What you have to do: Rewrite the entries below with every "Dataset curation step" changed to "Annotation step", keeping everything else the same.

Records for the exercise:
»»

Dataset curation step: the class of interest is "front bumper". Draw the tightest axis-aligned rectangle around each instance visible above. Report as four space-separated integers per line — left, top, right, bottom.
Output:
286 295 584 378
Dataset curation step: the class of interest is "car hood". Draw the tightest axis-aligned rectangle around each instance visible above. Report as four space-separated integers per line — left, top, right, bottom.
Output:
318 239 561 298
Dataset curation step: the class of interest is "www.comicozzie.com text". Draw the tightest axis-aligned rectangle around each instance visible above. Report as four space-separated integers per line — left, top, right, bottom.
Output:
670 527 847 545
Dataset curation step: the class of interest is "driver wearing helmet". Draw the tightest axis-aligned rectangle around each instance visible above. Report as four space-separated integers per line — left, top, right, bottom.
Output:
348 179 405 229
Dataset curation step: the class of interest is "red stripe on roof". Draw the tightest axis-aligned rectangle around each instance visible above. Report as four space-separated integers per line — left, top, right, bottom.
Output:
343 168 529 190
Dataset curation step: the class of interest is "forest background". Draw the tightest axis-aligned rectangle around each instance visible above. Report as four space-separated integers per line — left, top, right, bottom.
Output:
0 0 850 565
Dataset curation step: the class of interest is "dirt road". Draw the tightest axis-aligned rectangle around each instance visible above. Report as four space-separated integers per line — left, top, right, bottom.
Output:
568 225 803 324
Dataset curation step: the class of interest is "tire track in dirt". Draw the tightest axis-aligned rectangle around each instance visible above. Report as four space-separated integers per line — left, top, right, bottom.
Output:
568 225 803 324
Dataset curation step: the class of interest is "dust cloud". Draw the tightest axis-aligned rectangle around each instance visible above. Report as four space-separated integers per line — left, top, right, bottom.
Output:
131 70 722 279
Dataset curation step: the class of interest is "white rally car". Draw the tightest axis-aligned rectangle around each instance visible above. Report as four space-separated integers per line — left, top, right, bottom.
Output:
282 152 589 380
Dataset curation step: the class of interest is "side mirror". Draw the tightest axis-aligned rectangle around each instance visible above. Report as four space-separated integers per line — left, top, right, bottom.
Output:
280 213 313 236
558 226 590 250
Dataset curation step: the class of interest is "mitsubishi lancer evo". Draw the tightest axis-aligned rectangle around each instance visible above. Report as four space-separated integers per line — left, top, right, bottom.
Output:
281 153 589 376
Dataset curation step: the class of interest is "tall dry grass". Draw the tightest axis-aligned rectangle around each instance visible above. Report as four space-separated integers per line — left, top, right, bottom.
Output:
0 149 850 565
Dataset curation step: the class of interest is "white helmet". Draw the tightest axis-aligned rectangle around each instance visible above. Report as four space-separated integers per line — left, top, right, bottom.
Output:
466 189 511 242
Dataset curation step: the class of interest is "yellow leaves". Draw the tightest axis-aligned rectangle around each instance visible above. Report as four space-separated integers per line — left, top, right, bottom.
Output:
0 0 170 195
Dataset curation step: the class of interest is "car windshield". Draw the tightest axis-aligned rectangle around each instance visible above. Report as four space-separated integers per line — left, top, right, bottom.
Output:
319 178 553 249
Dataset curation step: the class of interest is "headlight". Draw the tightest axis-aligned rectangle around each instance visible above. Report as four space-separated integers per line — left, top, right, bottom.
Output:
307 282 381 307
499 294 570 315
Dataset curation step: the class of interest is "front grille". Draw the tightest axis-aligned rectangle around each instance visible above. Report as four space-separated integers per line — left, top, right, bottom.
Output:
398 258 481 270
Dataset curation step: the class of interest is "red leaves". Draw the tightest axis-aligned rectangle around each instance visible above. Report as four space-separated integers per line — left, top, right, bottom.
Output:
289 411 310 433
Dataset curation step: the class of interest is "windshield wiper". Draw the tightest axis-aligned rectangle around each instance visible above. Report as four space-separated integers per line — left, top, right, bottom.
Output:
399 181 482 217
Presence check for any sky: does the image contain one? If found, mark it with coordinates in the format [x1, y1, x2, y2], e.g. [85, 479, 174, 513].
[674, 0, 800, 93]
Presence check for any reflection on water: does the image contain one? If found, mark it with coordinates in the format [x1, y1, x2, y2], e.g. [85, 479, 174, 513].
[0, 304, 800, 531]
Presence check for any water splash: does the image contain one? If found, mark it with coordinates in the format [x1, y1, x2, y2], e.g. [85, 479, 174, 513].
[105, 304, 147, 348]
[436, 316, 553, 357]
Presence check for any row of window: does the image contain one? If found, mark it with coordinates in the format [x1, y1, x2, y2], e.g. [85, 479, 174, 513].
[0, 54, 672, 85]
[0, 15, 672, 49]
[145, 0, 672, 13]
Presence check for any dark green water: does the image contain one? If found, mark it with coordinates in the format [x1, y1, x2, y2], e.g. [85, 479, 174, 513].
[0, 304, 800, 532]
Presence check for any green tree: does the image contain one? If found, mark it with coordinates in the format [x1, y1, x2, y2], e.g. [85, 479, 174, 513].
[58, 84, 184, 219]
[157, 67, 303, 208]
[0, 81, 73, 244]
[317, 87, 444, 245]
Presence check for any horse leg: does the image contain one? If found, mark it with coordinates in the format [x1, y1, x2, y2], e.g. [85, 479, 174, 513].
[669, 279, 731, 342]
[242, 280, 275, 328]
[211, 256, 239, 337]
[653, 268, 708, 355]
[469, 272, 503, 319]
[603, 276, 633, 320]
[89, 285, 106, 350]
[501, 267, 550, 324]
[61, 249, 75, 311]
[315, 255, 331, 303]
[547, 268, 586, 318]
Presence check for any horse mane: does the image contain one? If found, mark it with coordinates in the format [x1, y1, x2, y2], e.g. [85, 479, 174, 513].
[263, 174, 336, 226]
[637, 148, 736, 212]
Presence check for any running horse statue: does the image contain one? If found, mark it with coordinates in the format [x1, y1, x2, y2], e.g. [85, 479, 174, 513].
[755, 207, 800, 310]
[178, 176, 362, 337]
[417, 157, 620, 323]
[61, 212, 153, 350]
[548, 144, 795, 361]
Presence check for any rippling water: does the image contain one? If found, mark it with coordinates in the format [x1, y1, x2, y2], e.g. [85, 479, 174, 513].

««

Exercise answer:
Annotation step: the class of interest is "front bumper". Draw the tightest axis-aligned rectangle around each instance visible above. Report as four space-separated integers per line — left, top, right, bottom.
Output:
286 295 584 378
Annotation step: the class of interest is "car hood". Draw the tightest axis-aligned rectangle around each instance visible above. Report as four space-separated integers per line — left, top, right, bottom.
Output:
318 239 561 298
Annotation step: the class of interest is "www.comicozzie.com text". Draw the tightest axis-aligned rectangle around each instance visible above. Report as four space-separated integers per line — left, top, right, bottom.
Output:
670 527 847 545
Annotation step: the class of interest is "driver wearing helmet". Draw the tightest axis-aligned rectangle around each instance visible above. Report as four space-separated integers per line — left, top, right, bottom.
Output:
348 179 405 229
Annotation step: the class of interest is "red stripe on roof". Draw the tightest axis-aligned rectangle around each instance visible above. Report as four space-separated integers per line — left, top, right, bottom.
Output:
343 168 529 190
Annotation step: the class of interest is "forest background". Draw the tightest axis-aligned rectangle around each instance visible above. Report as four space-separated integers per line — left, top, right, bottom.
Output:
0 0 850 565
Annotation step: the class of interest is "dirt road". Draw the tightest axis-aligned rectangle around each instance visible above. Report as four space-separated integers per line — left, top, right, bottom.
Output:
568 225 803 324
Annotation step: the class of interest is "tire track in dirt". Draw the tightest axis-aligned rectangle around each instance visible above. Report as four space-separated integers per line — left, top, right, bottom.
Output:
568 225 803 324
Annotation step: the class of interest is "dust cloud". Draw the tightest axis-aligned rectangle around each instance visible above. Report as four space-separated integers per line — left, top, right, bottom.
Output:
131 70 722 279
Annotation step: the class of interest is "white rally car". Draw the tightest axis-aligned rectangle around each instance visible above. Report as four space-separated integers per line — left, top, right, bottom.
Output:
282 152 589 380
Annotation step: the class of interest is "side mirror". Draw the tightest axis-aligned rectangle around each instance visible above. Report as four space-separated integers per line — left, top, right, bottom.
Output:
280 213 313 236
558 226 590 250
Annotation step: the class of interest is "mitsubishi lancer evo". Draw the tightest axis-aligned rectangle around each instance visible above. Report as four space-separated integers per line — left, top, right, bottom.
Output:
281 153 589 376
Annotation step: the class of interest is "tall dry grass". Draw the tightest axis-aligned rectangle around each instance visible above. Report as four space-separated integers per line — left, top, right, bottom.
Output:
0 149 850 565
Annotation step: the class of interest is "white helmet". Draw the tightest axis-aligned rectangle around each instance visible above. Report as four space-separated integers per line — left, top, right, bottom.
Output:
466 189 511 242
Annotation step: the class of interest is "yellow leaves". Draw the tightest axis-aligned rectangle around each instance visible above. Report as four space-separated integers per line — left, top, right, bottom.
Output:
0 0 170 195
Annotation step: the class of interest is "car windshield". Draw the tightest axis-aligned rectangle around each instance visible above. Report as four space-separated integers per line — left, top, right, bottom.
Output:
319 178 553 249
Annotation step: the class of interest is "headlight". Draw the tightest axis-aligned rectangle around each instance visible above. Report as four space-separated integers per line — left, top, right, bottom.
Output:
307 282 381 307
499 294 570 315
Annotation step: the class of interest is "front grille". Draw the tightest axis-aligned rectangle around each instance visible above. Report as four space-separated integers per line — left, top, right, bottom.
Output:
398 258 481 270
Annotation step: the class of interest is "red leaves". Draw the tightest axis-aligned rectangle around each instance visible above. Report as four space-separated integers per line — left, top, right, bottom.
Output:
289 411 310 433
Annotation step: the class of interest is "windshield wiper". Draw the tightest axis-aligned rectangle around each instance visible above. Report as four space-separated integers per line — left, top, right, bottom.
Output:
399 181 482 217
Presence check for any sky: does the image contain one? If found, mark it with coordinates in the format [x1, y1, x2, y2], e.g. [85, 479, 174, 513].
[674, 0, 800, 93]
Presence check for any reflection on water: does the image contain one? If found, mark it with coordinates in the format [x1, y1, x2, y2], e.g. [85, 479, 174, 513].
[0, 304, 800, 531]
Presence check for any water splash: does the image contain one? If found, mark it with coordinates in the format [x1, y1, x2, y2], e.g. [85, 479, 174, 513].
[105, 304, 147, 348]
[436, 316, 553, 357]
Presence check for any row of window: does the image contain one? If found, mark it with coordinates in the format [x1, y1, x2, y2], e.g. [85, 479, 174, 513].
[0, 54, 672, 85]
[0, 15, 672, 49]
[145, 0, 672, 13]
Presence check for any dark green water: does the image contain one? If found, mark it with coordinates in the format [x1, y1, x2, y2], e.g. [85, 479, 174, 513].
[0, 304, 800, 532]
Presence check for any green tree: does the image contain one? If found, mark it with coordinates in the format [x1, y1, x2, y2], e.g. [85, 479, 174, 513].
[58, 84, 184, 219]
[157, 67, 303, 208]
[0, 81, 73, 244]
[317, 87, 444, 245]
Presence check for any horse leg: does the image contain one? If found, mark it with coordinates in the format [x1, y1, x2, y2], e.g. [85, 479, 174, 513].
[669, 279, 731, 342]
[242, 280, 275, 328]
[211, 256, 239, 337]
[653, 268, 708, 355]
[469, 272, 503, 319]
[603, 276, 633, 320]
[89, 285, 106, 350]
[501, 267, 550, 324]
[61, 249, 75, 311]
[315, 255, 331, 303]
[547, 268, 586, 318]
Presence check for any horse mane: does the image contain one? If found, mark it with coordinates in the format [x1, y1, x2, y2], e.g. [85, 479, 174, 513].
[263, 174, 336, 226]
[637, 148, 736, 212]
Presence check for any running horse statue: does the image contain one? If found, mark it with coordinates in the format [x1, y1, x2, y2], e.g. [85, 479, 174, 513].
[755, 207, 800, 310]
[178, 176, 362, 337]
[417, 157, 620, 323]
[61, 212, 153, 350]
[548, 144, 795, 361]
Presence check for any rippling water: does the image contain one? If found, mark it with coordinates in the format [x1, y1, x2, y2], e.g. [85, 479, 174, 513].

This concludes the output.